---- Supplied information
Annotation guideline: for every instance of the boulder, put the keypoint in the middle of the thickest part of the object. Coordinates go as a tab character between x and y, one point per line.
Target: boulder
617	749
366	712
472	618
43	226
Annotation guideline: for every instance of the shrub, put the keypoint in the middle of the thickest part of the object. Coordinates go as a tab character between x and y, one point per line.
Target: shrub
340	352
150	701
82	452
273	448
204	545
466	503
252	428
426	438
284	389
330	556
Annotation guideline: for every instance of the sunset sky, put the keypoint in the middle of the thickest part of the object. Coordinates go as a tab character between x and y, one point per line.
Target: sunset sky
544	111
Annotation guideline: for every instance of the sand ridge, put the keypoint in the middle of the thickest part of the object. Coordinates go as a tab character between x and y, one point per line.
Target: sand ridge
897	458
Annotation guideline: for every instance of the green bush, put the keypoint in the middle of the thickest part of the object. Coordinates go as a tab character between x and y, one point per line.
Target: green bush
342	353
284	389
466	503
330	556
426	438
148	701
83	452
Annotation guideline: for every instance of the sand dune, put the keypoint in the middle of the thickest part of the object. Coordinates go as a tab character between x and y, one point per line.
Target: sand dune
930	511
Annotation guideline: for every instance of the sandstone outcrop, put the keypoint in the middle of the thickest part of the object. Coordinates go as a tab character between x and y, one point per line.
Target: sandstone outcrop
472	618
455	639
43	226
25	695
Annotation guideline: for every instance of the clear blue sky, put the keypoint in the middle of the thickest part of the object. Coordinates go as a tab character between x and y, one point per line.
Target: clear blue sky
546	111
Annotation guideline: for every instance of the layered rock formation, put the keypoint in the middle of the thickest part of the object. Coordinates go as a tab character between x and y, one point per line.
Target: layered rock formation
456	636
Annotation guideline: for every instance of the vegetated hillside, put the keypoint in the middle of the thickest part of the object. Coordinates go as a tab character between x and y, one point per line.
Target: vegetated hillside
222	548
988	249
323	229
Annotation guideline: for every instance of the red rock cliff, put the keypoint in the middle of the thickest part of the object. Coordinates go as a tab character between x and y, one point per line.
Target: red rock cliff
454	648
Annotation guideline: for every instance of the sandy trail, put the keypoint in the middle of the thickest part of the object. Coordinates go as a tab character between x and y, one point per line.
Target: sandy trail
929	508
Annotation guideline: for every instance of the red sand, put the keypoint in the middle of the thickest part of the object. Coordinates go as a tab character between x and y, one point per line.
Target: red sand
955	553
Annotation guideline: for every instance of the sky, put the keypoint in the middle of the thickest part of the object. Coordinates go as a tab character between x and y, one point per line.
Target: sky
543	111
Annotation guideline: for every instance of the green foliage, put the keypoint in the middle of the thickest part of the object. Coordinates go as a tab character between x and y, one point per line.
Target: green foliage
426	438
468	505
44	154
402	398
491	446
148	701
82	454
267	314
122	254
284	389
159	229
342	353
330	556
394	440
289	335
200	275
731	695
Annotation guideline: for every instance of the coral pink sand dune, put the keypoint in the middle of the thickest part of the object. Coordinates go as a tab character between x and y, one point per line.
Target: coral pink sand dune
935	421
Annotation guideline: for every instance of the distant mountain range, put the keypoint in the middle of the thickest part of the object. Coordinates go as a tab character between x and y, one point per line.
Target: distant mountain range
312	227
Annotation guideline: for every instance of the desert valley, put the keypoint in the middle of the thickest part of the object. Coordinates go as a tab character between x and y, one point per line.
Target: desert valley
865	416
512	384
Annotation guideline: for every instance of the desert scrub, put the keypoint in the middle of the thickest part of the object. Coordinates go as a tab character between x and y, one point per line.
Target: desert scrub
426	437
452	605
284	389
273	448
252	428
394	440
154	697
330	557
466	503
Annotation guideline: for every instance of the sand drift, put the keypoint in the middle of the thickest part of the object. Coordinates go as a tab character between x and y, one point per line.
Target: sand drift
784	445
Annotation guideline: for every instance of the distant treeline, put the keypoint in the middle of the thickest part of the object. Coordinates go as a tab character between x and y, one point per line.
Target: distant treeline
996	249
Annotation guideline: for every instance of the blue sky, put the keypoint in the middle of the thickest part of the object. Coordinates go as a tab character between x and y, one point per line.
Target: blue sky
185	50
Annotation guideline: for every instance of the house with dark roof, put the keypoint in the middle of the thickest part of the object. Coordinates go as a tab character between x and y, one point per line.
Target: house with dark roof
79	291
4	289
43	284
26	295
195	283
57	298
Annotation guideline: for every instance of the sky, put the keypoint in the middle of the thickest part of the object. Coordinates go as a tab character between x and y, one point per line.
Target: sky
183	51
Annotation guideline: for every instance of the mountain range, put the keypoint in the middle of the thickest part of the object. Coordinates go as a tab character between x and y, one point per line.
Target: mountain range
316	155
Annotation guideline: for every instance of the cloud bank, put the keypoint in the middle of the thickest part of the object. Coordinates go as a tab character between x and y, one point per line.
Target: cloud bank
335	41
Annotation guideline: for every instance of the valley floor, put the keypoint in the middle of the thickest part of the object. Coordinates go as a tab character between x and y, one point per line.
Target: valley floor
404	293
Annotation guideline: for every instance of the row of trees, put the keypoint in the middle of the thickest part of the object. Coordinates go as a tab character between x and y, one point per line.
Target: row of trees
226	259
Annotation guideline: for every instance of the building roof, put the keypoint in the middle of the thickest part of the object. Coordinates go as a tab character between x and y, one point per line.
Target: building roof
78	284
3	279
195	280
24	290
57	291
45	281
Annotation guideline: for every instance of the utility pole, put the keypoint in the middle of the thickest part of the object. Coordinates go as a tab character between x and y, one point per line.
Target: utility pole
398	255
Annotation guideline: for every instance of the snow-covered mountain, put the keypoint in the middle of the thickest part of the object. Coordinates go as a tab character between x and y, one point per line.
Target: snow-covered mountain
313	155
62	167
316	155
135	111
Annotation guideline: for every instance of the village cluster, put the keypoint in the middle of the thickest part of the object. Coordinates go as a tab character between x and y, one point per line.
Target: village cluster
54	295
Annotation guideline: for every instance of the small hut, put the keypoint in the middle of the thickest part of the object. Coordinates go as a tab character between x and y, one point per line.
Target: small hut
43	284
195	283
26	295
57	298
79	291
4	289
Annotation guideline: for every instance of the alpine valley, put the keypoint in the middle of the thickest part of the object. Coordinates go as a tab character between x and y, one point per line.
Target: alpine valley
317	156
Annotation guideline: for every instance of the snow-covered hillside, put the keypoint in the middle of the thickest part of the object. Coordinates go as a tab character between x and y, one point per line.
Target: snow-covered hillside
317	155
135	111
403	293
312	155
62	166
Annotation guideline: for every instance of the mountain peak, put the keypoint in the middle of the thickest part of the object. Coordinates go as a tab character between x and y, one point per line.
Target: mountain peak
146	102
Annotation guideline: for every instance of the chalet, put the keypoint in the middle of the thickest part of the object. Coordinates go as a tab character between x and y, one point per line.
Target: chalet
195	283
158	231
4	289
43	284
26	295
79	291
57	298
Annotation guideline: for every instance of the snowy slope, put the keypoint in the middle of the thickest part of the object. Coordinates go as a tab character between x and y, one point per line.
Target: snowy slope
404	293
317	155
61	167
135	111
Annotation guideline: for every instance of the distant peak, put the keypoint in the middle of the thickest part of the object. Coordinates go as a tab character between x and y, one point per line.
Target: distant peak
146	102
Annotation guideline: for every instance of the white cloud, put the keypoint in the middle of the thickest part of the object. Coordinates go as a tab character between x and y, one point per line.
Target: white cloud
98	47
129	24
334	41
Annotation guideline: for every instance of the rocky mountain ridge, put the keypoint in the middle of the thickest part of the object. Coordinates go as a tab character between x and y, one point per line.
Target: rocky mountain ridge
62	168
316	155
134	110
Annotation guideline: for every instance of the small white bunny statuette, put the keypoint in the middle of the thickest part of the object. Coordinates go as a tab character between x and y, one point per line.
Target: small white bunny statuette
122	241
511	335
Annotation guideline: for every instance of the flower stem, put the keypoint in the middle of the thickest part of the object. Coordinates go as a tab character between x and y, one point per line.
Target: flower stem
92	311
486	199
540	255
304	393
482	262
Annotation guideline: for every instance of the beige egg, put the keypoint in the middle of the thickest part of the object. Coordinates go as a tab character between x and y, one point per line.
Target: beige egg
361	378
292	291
--------
What the exercise asks: Copy out the lines starting at the one containing "Annotation guideline: for every instance of the flower" and ending with the last line of the entries. Include nothing else.

The solution:
Annotation guideline: for every instance of the flower stem, put the keypoint in the middle of the thickest part of the object. Coordinates go as a tab character between x and y, one point per line.
Target: flower stem
92	311
486	199
540	255
304	393
482	262
Annotation guideline: for every instance of the beige egg, put the keypoint in the middle of the thickest part of the object. Coordinates go as a tab character between x and y, one point per line.
Target: beige egg
361	378
292	291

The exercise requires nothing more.